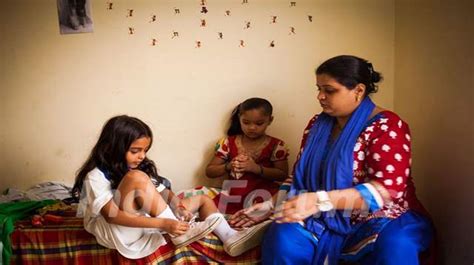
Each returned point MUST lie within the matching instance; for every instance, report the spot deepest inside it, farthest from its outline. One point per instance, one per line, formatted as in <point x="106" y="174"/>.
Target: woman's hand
<point x="183" y="214"/>
<point x="252" y="215"/>
<point x="297" y="208"/>
<point x="173" y="227"/>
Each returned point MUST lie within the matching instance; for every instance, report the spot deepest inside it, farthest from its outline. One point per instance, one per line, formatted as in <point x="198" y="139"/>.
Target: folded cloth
<point x="11" y="212"/>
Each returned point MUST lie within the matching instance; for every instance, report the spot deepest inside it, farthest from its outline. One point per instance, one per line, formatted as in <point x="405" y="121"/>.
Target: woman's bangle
<point x="226" y="168"/>
<point x="180" y="206"/>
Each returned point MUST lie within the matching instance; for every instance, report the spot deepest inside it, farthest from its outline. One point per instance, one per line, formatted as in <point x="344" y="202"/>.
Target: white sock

════════════════════

Work instructions
Nothing but the text is wanted: repeat the data above exactly, without its images.

Solution
Each returned point MUST lie within the matching instance; for every instance, report the spot deepest inside it, farthest from its outline. One point per instance, one per line, formatted as in <point x="106" y="174"/>.
Target: woman's hand
<point x="183" y="214"/>
<point x="252" y="215"/>
<point x="297" y="208"/>
<point x="173" y="227"/>
Each returned point MUST lie within the matching instance; for every instance, report the spot deepest inside it, farthest from its outline. One point per instance, one per line, formatted as in <point x="198" y="139"/>.
Target: folded cloth
<point x="11" y="212"/>
Each returned point MUST lie within the matching instance; for every instance, report the spot deepest inside it, farthest from its outline. One point per instance, one per line, formatted as in <point x="405" y="121"/>.
Target: woman's bangle
<point x="226" y="168"/>
<point x="180" y="206"/>
Each returned point MUST lie within the matching instance; for every instance, report the spot deepest inside it, farthest from its outline. One point per instance, one per line, formatted as in <point x="344" y="202"/>.
Target: white sock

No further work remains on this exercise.